··· Text excerpt
The following describes the inspection device 30. The inspection device 30 performs an inspection for the good/poor quality of sealing with regard to the sealed portions 6 of the sheet 3 thermally welded by the bag-making mechanism 22 and the sealing mechanism 24.


As shown in FIG. 5 and FIG. 6, the inspection device 30 includes a thickness information obtaining module 40 and a processing execution device 50. According to one or more embodiments, the thickness information obtaining module corresponds to the thickness information obtaining unit, and the processing execution device 50 corresponds to the good/poor quality judgment unit.


The thickness information obtaining module 40 is configured to obtain thickness information regarding the thickness of the sealed portion 6 and includes an illumination device 41 and an imaging device 42. According to one or more embodiments, the illumination device 41 corresponds to the irradiation unit, and the imaging device 42 corresponds to the imaging unit.


The illumination device 41 is placed below the sheet 3 including the sealed portions 6 that are objects to be inspected and includes a light source 41A comprised of, for example, an LED to emit ultraviolet light (for example, light having wavelength of 200 to 380 nm) and a diffusion plate 41B placed between the light source 41A and the sheet 3 and comprised of, for example, ground glass. The illumination device 41 is configured to radiate the diffused ultraviolet light toward the sheet 3 including the sealed portions 6.


The imaging device 42 is provided on a side opposite to the illumination device 41 across the sheet 3. According to one or more embodiments, a CCD camera having sensitivity to at least ultraviolet light is employed as the imaging device 42. The imaging device 42 is, however, not limited to this example, but a CMOS camera may be employed.
······
··· Data extract
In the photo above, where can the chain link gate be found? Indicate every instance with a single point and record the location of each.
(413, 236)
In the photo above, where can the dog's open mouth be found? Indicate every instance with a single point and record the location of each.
······
Directive 1 ▸ Please say whether each statement agrees with the inspection device description, answering yes or no and quoting the words of that text that decide it: (a) The illumination device sits above the sheet. (b) The diffusion plate can be made of ground glass. (c) Only a CCD camera can serve as the imaging device.
Directive 2 ▸ Write the next part of the inspection device description, starting after its final sentence.

Answer 1 ▸
(a) No: "The illumination device 41 is placed below the sheet 3"
(b) Yes: "comprised of, for example, ground glass"
(c) No: "The imaging device 42 is, however, not limited to this example, but a CMOS camera may be employed."

Answer 2 ▸
The imaging device 42 is configured to take a two-dimensional image of the ultraviolet light transmitted through the sheet 3 when the sheet 3 including the sealed portions 6 is irradiated with the ultraviolet light emitted from the illumination device 41. Image data (luminance image data) obtained by imaging with the imaging device 42 is converted into a digital signal (image signal) inside of the imaging device 42 and is input in the form of digital signal into the processing execution device 50. The image data includes information with regard to the quantities of transmitted light of the sealed portions 6 (luminance values of the sealed portions 6 according to one or more embodiments) as the thickness information. An imaging range of the imaging device 42 is set to a range that covers at least the entire areas of the welded parts 4 and 5. According to one or more embodiments, the imaging device 42 is configured to respectively take images of the welded part 4 and the welded part 5 and obtain respective image data with regard to the welded part 4 and with regard to the welded part 5.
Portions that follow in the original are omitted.